| Your instructions |
Check every line in the listing below for "maskcut". Copy the ones where it occurs.

| Data to process |
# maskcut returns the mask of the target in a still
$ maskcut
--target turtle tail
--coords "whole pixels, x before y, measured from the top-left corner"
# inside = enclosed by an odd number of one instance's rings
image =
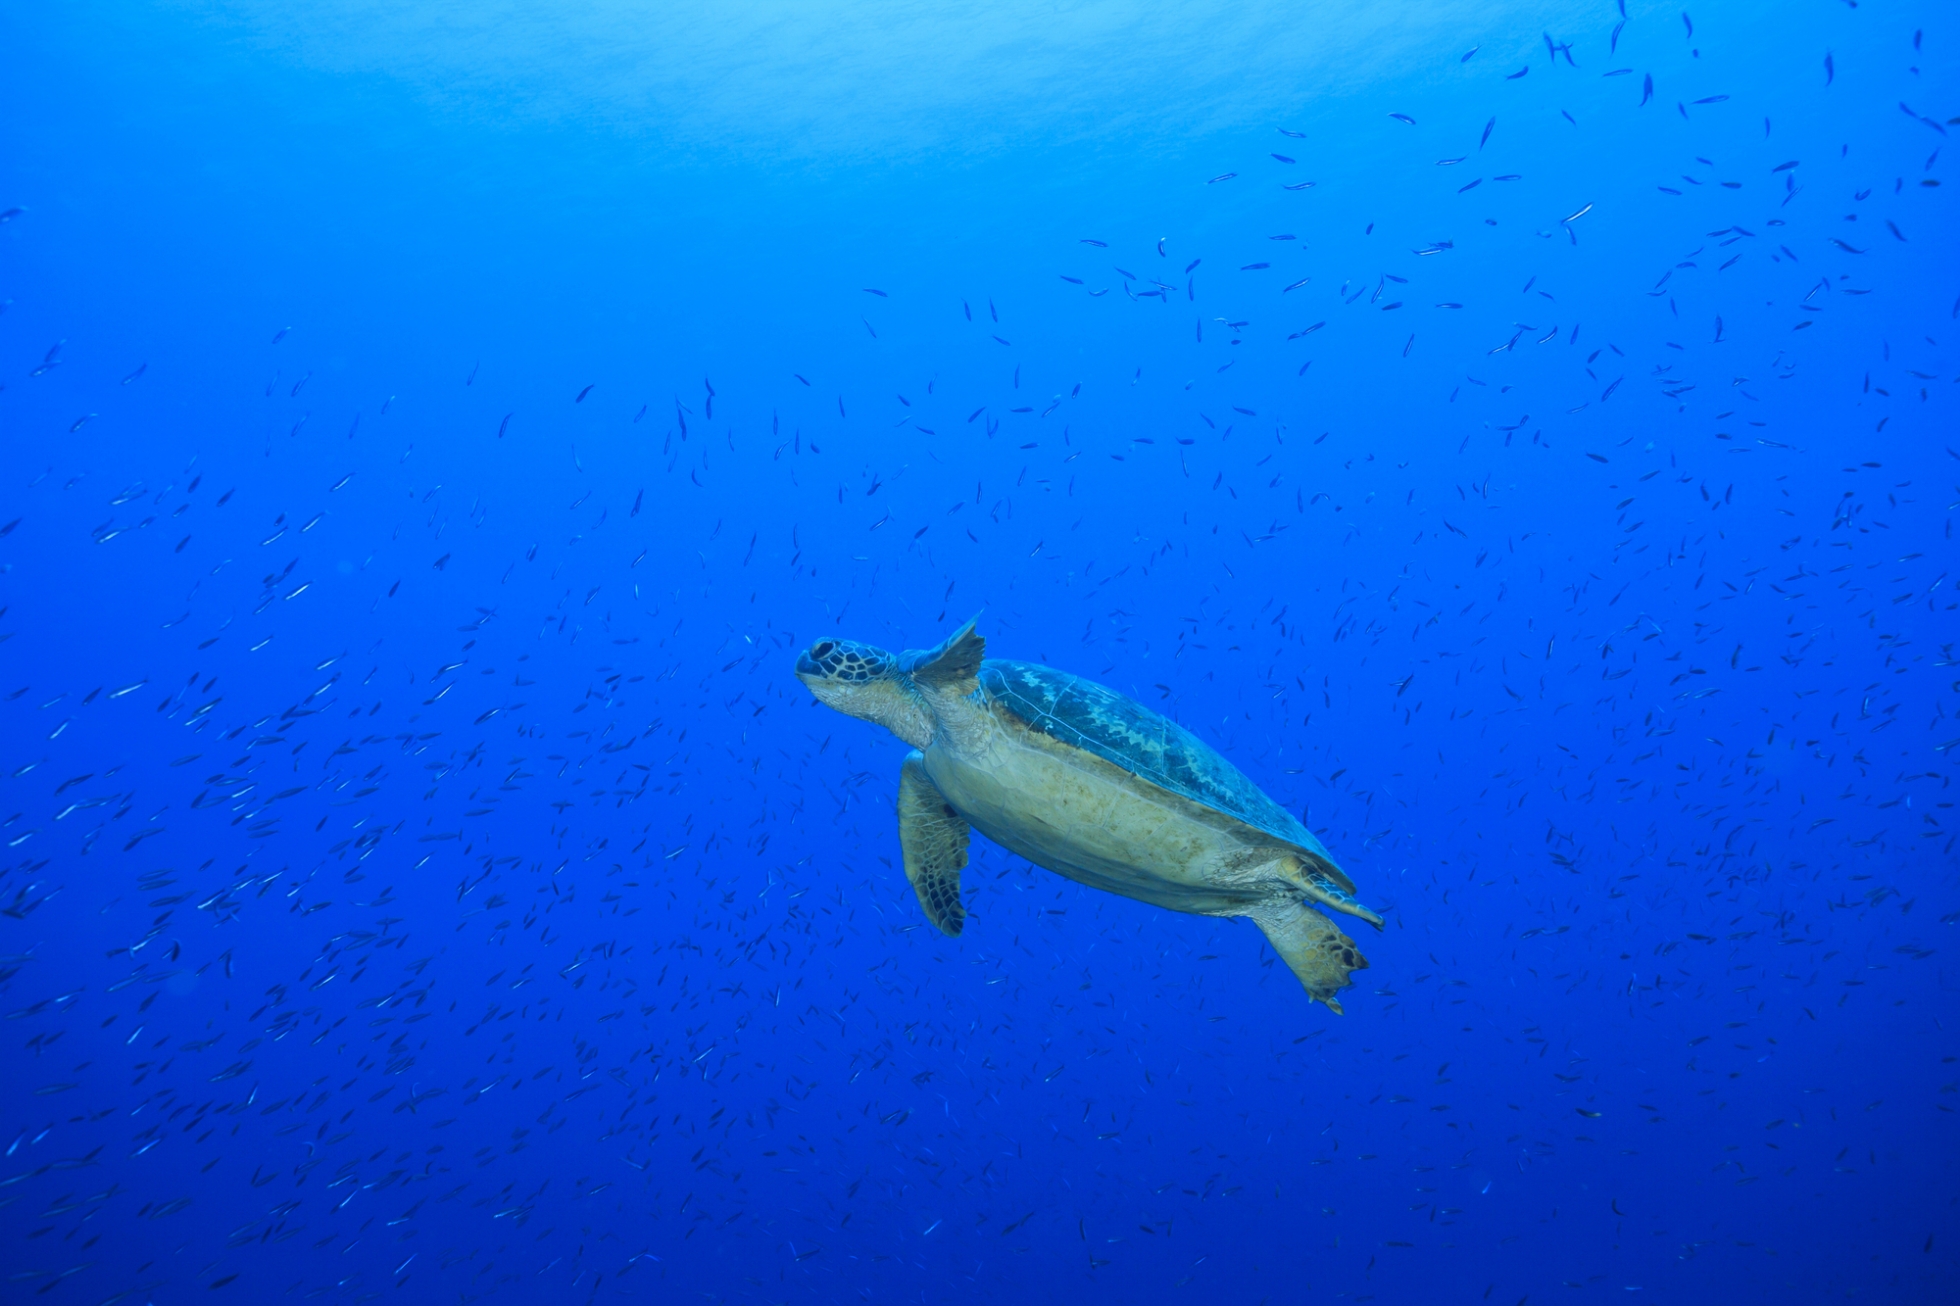
[[[1286,960],[1309,997],[1318,998],[1343,1014],[1338,994],[1354,981],[1348,978],[1368,968],[1354,940],[1334,922],[1304,903],[1280,900],[1260,903],[1247,912],[1266,935],[1273,951]]]
[[[1382,927],[1381,916],[1355,898],[1354,881],[1326,858],[1318,855],[1290,857],[1282,863],[1282,871],[1295,888],[1322,907],[1359,917],[1376,929]]]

| Task output |
# maskcut returns the mask of the target in a still
$ maskcut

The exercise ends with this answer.